▶ [Requirements]
• 1. According to the Chris Christie column, how much taller is Hillary Clinton than Vladimir Putin?
• 2. Repeat word for word everything in the Chris Christie column from "WHY CHRIS CHRISTIE" down to "next POTUS election.".

▶ [Source excerpt]
-- begin --

WHY CHRIS CHRISTIE WILL BE THE NEXT POTUS
A
SUPER TUESDAY AWAY FROM DOUBLE DIGITS
THE
VIEW FROM THE U.S. VIRGIN ISLANDS
By
JOHN McCARTHY
Moderate
Voice Columnist
The
eighteen Republicans running for president in 2016 are wise to try to make
foreign policy the lead issue in the next POTUS election.
Not
because Hillary Clinton is especially vulnerable on Benghazi, but because what
most people would consider to be her strong suit – foreign policy due to her
four years as Secretary of State – is actually her biggest weakness.
If
you had to put one person from the United States in a locked room with
President-For-Life Vladimir Putin and see who comes out alive – how many of us
would chose Hillary Rodham Clinton?
Although
Clinton and Putin are in the same height and weight class (Hillary is actually
three centimeters taller than Vladimir), the next leader of the free world
needs to be someone who really could be locked in a cage with a wild coyote for
a week ala the late German artist Joseph Beuys.
When
it comes to the high-stakes world that the next POTUS will inherit, ISIS will
be ruling the roost in modern-day Babylon, a Charles Mansonian vision of
interracial and police-state relations will be the order of the day in the
United States – and who did America last elect to the highest office in the
land the last time its cities were burning on TV in class warfare? Answer:
Richard Milhouse Nixon.
To
say Chris Christie’s career resembles Tricky Dick’s at this nascent stage is an
insult to the statesman Nixon who brokered détente with the former Soviet Union
with an historic anti-ballistic missile treaty, opened the door to Red China
with Deng Xiaoping and late in life predicted that the Middle East would erupt
in religious fervor once the United States won the Cold War and was reduced to
lone superpower status.

-- end --

▶ [Data provided]
-- begin --

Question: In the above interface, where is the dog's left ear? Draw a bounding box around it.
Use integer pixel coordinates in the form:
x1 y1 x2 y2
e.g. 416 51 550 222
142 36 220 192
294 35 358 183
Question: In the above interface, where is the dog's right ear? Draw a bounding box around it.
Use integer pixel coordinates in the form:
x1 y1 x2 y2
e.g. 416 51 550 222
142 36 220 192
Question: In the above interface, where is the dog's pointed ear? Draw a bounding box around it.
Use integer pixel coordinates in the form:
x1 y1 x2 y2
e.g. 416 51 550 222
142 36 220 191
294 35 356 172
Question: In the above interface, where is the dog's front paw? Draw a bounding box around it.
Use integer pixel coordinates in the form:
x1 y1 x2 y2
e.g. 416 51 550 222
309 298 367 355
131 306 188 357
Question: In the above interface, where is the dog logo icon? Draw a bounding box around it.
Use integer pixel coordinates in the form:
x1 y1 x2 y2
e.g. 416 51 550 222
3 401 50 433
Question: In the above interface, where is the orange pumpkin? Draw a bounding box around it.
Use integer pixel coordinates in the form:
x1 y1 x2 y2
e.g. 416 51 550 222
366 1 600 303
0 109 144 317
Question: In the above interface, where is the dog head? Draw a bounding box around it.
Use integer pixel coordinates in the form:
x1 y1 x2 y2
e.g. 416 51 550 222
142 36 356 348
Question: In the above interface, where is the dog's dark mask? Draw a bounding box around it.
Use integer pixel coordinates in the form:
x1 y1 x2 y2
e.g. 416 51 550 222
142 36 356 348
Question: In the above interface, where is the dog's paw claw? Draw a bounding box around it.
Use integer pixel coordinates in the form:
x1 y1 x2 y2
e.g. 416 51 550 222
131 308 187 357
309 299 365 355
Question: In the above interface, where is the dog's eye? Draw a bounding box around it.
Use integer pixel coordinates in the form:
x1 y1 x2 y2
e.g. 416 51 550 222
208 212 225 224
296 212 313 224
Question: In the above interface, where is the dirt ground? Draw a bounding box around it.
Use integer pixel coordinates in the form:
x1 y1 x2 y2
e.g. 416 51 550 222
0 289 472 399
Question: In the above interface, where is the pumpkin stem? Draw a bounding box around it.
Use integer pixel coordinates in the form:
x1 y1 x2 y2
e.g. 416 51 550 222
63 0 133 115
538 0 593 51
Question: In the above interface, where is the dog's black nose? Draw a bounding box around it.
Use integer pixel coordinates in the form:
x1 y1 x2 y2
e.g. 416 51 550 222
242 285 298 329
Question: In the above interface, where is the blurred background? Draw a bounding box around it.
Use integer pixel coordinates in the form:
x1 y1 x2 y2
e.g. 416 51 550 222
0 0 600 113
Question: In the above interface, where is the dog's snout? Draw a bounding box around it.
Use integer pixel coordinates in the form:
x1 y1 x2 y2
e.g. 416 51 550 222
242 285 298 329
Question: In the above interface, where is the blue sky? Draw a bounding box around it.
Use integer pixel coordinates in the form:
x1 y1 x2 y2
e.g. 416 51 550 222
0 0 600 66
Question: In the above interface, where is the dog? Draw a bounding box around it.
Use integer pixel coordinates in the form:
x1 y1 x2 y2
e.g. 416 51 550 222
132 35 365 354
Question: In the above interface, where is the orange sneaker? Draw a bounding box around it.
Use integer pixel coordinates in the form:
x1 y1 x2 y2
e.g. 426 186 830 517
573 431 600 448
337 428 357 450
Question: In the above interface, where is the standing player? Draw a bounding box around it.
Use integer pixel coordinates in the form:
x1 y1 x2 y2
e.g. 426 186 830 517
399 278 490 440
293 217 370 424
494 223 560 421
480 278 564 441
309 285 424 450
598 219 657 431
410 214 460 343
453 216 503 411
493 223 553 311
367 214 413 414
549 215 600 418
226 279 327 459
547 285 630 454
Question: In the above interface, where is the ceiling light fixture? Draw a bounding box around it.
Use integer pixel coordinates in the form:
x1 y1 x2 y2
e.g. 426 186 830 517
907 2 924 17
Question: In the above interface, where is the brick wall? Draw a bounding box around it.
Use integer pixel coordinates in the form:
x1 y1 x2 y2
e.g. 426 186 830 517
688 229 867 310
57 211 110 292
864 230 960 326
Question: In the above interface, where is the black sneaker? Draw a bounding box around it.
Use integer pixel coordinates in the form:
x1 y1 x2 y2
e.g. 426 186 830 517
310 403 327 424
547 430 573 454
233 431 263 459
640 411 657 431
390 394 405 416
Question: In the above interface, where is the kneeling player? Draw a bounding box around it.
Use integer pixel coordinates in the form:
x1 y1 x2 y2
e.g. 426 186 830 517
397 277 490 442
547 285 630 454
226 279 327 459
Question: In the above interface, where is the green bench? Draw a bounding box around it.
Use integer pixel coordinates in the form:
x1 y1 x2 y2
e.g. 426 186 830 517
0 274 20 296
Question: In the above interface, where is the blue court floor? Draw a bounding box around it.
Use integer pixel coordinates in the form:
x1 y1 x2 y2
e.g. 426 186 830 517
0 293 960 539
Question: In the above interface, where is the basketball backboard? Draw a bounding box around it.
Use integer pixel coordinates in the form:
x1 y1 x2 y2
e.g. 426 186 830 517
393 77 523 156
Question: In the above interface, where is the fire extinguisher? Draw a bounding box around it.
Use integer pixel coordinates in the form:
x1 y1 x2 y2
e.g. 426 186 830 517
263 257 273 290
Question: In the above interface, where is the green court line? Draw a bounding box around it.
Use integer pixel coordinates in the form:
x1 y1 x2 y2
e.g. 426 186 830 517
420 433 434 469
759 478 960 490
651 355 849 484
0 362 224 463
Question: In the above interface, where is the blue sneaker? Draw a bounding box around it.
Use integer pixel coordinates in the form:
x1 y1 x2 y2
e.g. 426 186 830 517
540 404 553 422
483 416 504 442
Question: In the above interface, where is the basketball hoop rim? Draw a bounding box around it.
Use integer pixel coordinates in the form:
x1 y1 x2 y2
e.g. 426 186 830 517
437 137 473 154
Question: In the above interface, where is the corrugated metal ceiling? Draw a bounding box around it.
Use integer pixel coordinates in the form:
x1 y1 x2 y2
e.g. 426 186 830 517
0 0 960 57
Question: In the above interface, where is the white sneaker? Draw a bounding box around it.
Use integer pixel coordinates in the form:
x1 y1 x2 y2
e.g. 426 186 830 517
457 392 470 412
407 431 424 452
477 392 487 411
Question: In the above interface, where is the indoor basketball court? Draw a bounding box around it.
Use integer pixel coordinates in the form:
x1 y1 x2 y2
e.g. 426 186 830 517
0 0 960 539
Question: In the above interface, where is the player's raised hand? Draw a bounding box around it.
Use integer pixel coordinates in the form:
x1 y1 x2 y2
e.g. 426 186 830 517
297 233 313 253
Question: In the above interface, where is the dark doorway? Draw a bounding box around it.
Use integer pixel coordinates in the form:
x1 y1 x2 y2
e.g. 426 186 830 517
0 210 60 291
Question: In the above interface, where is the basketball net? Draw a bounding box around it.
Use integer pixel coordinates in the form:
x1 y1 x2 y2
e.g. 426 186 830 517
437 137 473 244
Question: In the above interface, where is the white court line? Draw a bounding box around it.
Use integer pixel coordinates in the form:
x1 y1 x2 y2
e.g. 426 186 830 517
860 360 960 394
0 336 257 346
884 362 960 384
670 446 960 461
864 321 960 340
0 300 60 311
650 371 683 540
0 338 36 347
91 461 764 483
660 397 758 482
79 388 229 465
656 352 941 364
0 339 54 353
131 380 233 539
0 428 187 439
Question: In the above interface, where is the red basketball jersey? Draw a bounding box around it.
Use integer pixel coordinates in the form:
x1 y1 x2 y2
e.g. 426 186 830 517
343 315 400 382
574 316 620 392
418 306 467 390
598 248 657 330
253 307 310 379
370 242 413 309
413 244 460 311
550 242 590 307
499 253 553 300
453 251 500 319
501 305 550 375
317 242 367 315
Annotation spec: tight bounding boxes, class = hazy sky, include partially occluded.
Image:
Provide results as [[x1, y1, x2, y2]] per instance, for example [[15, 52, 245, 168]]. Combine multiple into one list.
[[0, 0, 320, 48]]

-- end --

▶ [The responses]
• 1. Three centimeters.

• 2.
WHY CHRIS CHRISTIE WILL BE THE NEXT POTUS
A
SUPER TUESDAY AWAY FROM DOUBLE DIGITS
THE
VIEW FROM THE U.S. VIRGIN ISLANDS
By
JOHN McCARTHY
Moderate
Voice Columnist
The
eighteen Republicans running for president in 2016 are wise to try to make
foreign policy the lead issue in the next POTUS election.